(What is being asked)
Apart from the pictures, output all of the records exactly.

[Opening Dataset section]

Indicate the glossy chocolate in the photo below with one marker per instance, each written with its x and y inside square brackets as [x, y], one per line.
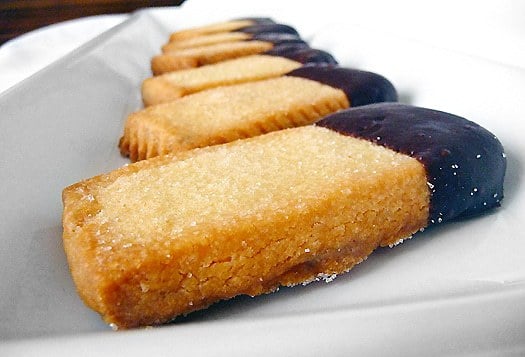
[265, 27]
[257, 20]
[303, 54]
[360, 87]
[279, 38]
[465, 163]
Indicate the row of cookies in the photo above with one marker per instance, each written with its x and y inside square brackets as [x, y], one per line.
[197, 222]
[275, 82]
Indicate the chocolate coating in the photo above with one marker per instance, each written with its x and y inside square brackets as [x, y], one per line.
[465, 163]
[279, 38]
[303, 54]
[258, 20]
[360, 87]
[265, 27]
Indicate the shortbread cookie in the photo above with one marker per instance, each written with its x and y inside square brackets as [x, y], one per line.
[174, 234]
[199, 56]
[170, 86]
[228, 113]
[220, 27]
[257, 32]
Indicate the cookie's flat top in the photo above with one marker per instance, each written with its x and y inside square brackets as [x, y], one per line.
[465, 162]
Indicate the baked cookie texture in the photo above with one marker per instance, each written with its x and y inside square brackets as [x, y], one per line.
[208, 47]
[176, 233]
[220, 27]
[225, 114]
[254, 32]
[173, 85]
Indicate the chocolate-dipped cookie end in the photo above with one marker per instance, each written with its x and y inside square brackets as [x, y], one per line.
[465, 163]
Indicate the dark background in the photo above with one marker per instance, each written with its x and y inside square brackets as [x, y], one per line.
[21, 16]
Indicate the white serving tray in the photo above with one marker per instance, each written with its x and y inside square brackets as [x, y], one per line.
[456, 289]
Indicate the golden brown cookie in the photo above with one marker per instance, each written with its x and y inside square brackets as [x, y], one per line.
[244, 110]
[176, 233]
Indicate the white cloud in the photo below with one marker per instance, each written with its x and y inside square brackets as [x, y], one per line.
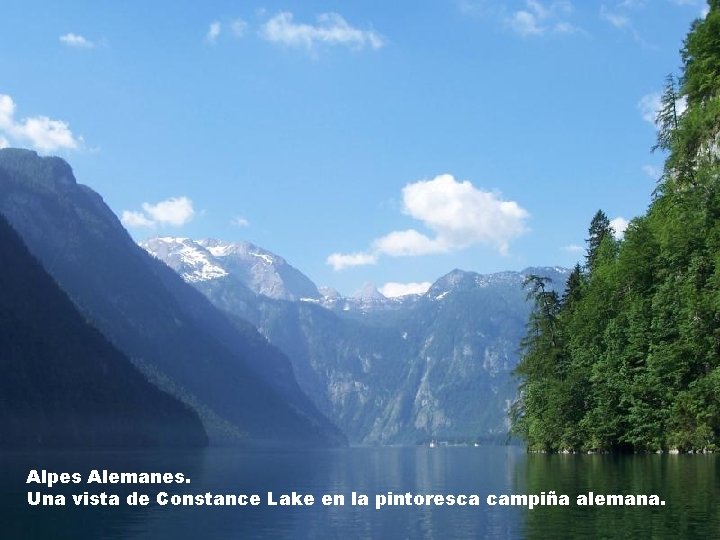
[458, 214]
[525, 23]
[213, 32]
[652, 171]
[650, 104]
[331, 29]
[238, 27]
[618, 20]
[619, 225]
[136, 219]
[76, 41]
[41, 132]
[340, 261]
[394, 290]
[175, 211]
[538, 18]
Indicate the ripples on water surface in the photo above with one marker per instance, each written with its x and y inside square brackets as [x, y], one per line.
[690, 485]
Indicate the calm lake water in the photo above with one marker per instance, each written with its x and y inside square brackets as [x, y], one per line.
[690, 485]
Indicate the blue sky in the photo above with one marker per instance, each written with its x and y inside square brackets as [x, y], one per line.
[362, 141]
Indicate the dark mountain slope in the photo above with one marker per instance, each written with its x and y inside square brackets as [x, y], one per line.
[242, 387]
[63, 383]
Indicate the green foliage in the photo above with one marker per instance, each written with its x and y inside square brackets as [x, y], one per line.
[629, 358]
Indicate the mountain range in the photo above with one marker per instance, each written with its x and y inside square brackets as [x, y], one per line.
[63, 383]
[252, 347]
[385, 370]
[242, 387]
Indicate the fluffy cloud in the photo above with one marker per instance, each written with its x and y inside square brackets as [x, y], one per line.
[652, 171]
[394, 290]
[538, 19]
[136, 219]
[330, 29]
[619, 225]
[238, 27]
[213, 32]
[618, 20]
[650, 104]
[340, 261]
[175, 211]
[458, 215]
[76, 41]
[41, 132]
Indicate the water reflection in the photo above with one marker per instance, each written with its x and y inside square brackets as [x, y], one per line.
[689, 484]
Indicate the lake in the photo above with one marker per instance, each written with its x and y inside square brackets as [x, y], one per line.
[690, 485]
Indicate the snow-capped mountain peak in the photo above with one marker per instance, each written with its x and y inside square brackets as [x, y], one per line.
[208, 259]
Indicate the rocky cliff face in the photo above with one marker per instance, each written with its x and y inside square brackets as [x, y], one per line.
[243, 388]
[401, 370]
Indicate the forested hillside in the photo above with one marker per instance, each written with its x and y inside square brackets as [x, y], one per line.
[628, 358]
[63, 383]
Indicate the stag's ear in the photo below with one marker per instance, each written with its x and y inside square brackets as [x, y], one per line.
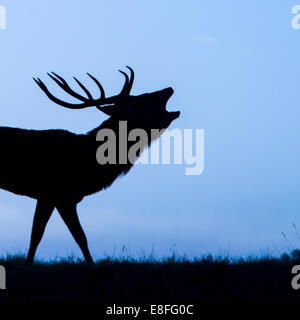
[109, 110]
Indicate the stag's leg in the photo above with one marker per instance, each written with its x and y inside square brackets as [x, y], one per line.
[42, 214]
[68, 213]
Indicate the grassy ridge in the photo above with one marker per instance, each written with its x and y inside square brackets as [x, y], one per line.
[204, 279]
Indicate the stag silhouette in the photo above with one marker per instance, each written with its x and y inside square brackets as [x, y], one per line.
[59, 168]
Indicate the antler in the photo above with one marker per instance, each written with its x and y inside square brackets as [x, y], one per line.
[88, 101]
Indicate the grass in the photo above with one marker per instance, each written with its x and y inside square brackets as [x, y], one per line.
[150, 279]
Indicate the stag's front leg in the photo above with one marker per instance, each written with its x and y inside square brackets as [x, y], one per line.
[42, 214]
[69, 214]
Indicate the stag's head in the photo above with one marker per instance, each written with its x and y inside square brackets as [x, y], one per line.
[147, 111]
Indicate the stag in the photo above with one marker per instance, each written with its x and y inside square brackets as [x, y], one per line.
[59, 168]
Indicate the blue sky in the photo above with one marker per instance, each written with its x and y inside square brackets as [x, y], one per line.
[235, 69]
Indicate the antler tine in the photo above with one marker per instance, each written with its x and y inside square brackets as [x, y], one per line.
[64, 85]
[89, 101]
[43, 87]
[84, 89]
[131, 79]
[102, 92]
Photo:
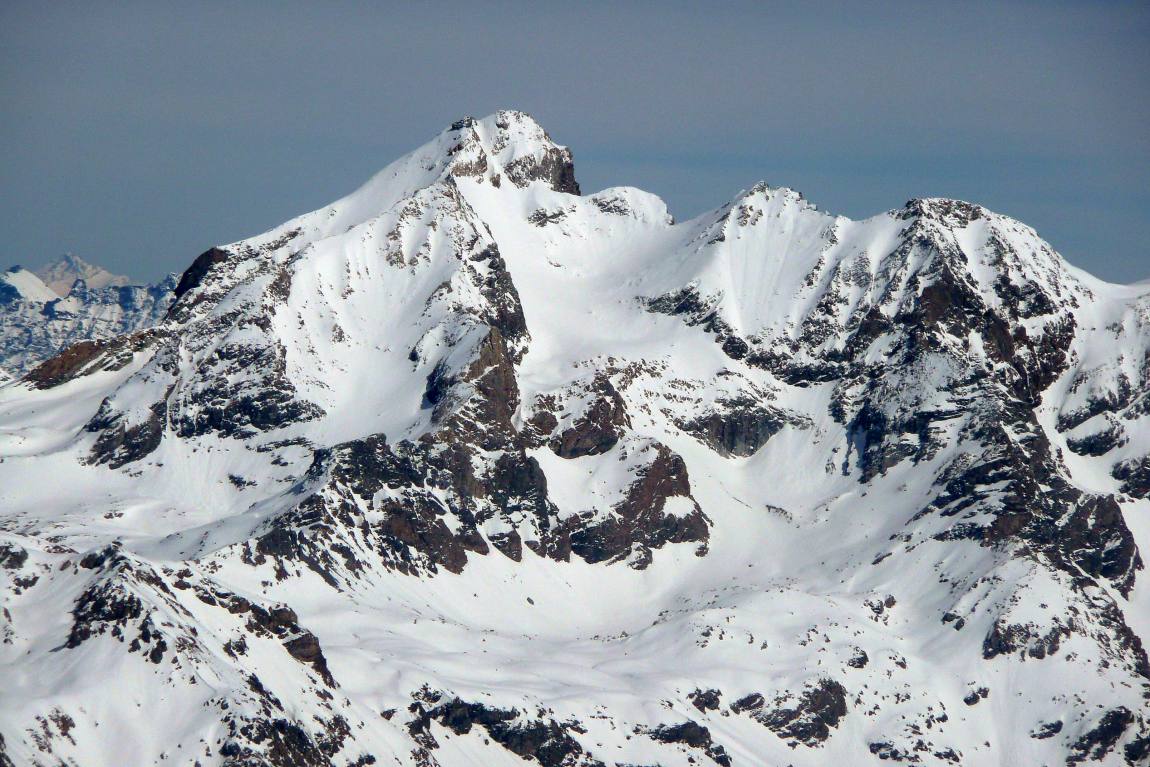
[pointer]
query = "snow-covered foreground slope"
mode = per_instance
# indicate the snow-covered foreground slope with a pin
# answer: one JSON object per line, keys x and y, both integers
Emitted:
{"x": 37, "y": 322}
{"x": 468, "y": 468}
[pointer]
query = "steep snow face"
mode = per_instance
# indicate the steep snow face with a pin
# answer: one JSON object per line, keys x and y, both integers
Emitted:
{"x": 37, "y": 323}
{"x": 62, "y": 274}
{"x": 470, "y": 468}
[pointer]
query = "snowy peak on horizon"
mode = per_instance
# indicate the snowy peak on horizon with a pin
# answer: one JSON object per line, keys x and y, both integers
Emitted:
{"x": 856, "y": 491}
{"x": 61, "y": 274}
{"x": 38, "y": 322}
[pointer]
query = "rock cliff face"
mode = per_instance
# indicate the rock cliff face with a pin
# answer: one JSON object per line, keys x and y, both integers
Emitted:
{"x": 470, "y": 468}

[Closing Dataset section]

(Answer box)
Indicate the glossy chocolate in the photo below with one marker per instance, each written with its x and y inside square brackets as [x, y], one per line.
[265, 27]
[257, 20]
[303, 54]
[360, 87]
[279, 38]
[465, 163]
Indicate the row of cookies in the photo above with one marker per instance, each written with its x and y inside square brackets as [x, y], one per line.
[197, 222]
[275, 82]
Indicate the chocolate coating in the photo above with one marker per instance, each written with its x and y inside square brackets as [x, y], one per line.
[465, 163]
[279, 38]
[303, 54]
[258, 20]
[360, 87]
[265, 27]
Indicate the shortbread cookie in the photo above with one marker per instance, each written with its x and y inside square brackets as [x, y], one per line.
[174, 234]
[199, 56]
[170, 86]
[228, 113]
[220, 27]
[257, 32]
Indicate the cookie's flat top in the photo above with one marker per instance, each written with its x and y inside square brackets as [x, y], one per line.
[465, 162]
Indicate the baked cookie texture in the photo above with one marker per instance, each written with its x and y inside square brackets as [x, y], one per line.
[208, 47]
[176, 233]
[220, 27]
[225, 114]
[254, 32]
[173, 85]
Indicate the chocolate-dipped cookie end in the photo above with one marker per instance, each written with its x and y inside square brackets as [x, y], one per line.
[465, 163]
Indicate the dark background in the photo above with one marker per instance, each written with its x and y inside square brackets as [x, y], one per line.
[21, 16]
Indicate the white serving tray in the photo above with one marker per instance, each written with its x and y inside square brackets as [x, y], one per line.
[456, 289]
Indicate the golden brown cookie in the photo above with one marker per instance, each written with its x and y inside square brackets as [x, y], one per line.
[244, 110]
[176, 233]
Indicate the white cloud in the photo below with one marker per instance, each written with its x and y inside square brackets as [x, y], one per line.
[458, 214]
[525, 23]
[213, 32]
[652, 171]
[650, 104]
[331, 29]
[238, 27]
[618, 20]
[619, 225]
[136, 219]
[76, 41]
[41, 132]
[340, 261]
[394, 290]
[175, 211]
[538, 18]
Indicate the ripples on water surface in the photo above with one marker per instance, each written with its x and y inside square brackets as [x, y], one per line.
[690, 485]
Indicate the calm lake water in the photo above with one marker per instance, each written with its x and y inside square brackets as [x, y], one per line.
[690, 485]
Indicate the blue sky in the photo above with one marker per instance, each written with its x and y inside square brackets as [x, y], one per line.
[362, 141]
Indicate the dark mountain slope in the photo above with one marker per instance, each written with its x and y inside square brackets as [x, y], one per line.
[242, 387]
[63, 383]
Indicate the green foliage in the photo above with one marker per instance, each written with its x and y inside square brackets as [x, y], one per line.
[629, 358]
Indicate the mountain range in the photo above with one marker per instance, each written with its x and y inside square brackets as [x, y], one per line.
[63, 383]
[252, 347]
[385, 370]
[242, 387]
Indicate the fluffy cloud in the photo above with one marker per instance, each written with its x and y inside square brackets as [x, y], one per line.
[652, 171]
[394, 290]
[538, 19]
[136, 219]
[330, 29]
[619, 225]
[238, 27]
[213, 32]
[618, 20]
[650, 104]
[340, 261]
[175, 211]
[458, 215]
[76, 41]
[41, 132]
Indicate the water reflection in the photo above with one marker per instance, each written with its x and y inside square brackets as [x, y], one per line.
[689, 484]
Indicate the lake in the photo above with one marker per instance, each written with its x and y inside square brackets as [x, y], one per line.
[690, 485]
Indicate the snow-capped mountain peak in the photo above with one marker per instance, each written with its x and y inside square brackets as [x, y], one per line.
[208, 259]
Indicate the rocky cliff face in the photo above with one marker per instance, each written with its x and y inside square brackets as [x, y], one per line.
[243, 388]
[401, 370]
Indicate the forested hillside in the photo above with one marker per instance, each written with its x and y inside square brackets as [x, y], one per line.
[628, 358]
[63, 383]
Indicate the stag's ear in the photo below with one marker per instance, each written with its x and y inside square brackets as [x, y], one per line.
[109, 110]
Indicate the stag's leg in the photo above with one marker per instance, each written with its x and y inside square brackets as [x, y], one per line.
[42, 214]
[68, 213]
Indicate the grassy ridge in the photo above with one marker per instance, each written with its x and y inside square brackets as [x, y], one per line.
[204, 279]
Indicate the stag silhouette in the photo above with one marker per instance, each written with its x and y inside square brackets as [x, y], one per line.
[59, 168]
Indicate the antler in the photo above with one marker per instance, each written with its x and y inside square brackets as [x, y], one per line.
[88, 101]
Indicate the grass in the photo above with one marker per instance, each written with its x and y inside square brackets as [x, y], one per line.
[150, 279]
Indicate the stag's front leg in the photo above with one marker per instance, each written with its x and y inside square brackets as [x, y], one per line.
[42, 214]
[69, 214]
Indicate the stag's head in the photo above with one marker per instance, each written with its x and y inside square brackets as [x, y], one per line.
[147, 111]
Indicate the stag in the photo above with one marker per instance, each written with its x and y inside square brackets as [x, y], one per line.
[59, 168]
Indicate the blue sky in the photo above with one marker per instance, each written with its x and y inside square brackets as [x, y], one per line.
[235, 69]
Indicate the antler tine in the photo above with one marker per instance, each written with its x and y inside square brackets as [x, y], one per line.
[64, 85]
[89, 101]
[43, 87]
[84, 89]
[131, 79]
[102, 92]
Photo:
[pointer]
query = "snow-covered foreground slope"
mode = per_instance
# indicate the snow-covered foreground slope with a pin
# answer: one JSON object per line, keys x and y, both integers
Emitted:
{"x": 37, "y": 322}
{"x": 468, "y": 468}
[pointer]
query = "steep snow face"
mode = per_instance
# indicate the steep snow face with a pin
# answer: one JSON object per line, keys x and y, both integers
Emitted:
{"x": 37, "y": 323}
{"x": 62, "y": 274}
{"x": 470, "y": 468}
[pointer]
query = "snowy peak on horizon"
mode = per_instance
# indicate the snowy peak on horizon with a pin
# answer: one JSON object per line, keys x and y, both integers
Emitted:
{"x": 856, "y": 491}
{"x": 61, "y": 274}
{"x": 38, "y": 322}
[pointer]
query = "rock cliff face"
mode = per_instance
# indicate the rock cliff face with a pin
# answer: one JSON object per line, keys x and y, both integers
Emitted:
{"x": 470, "y": 468}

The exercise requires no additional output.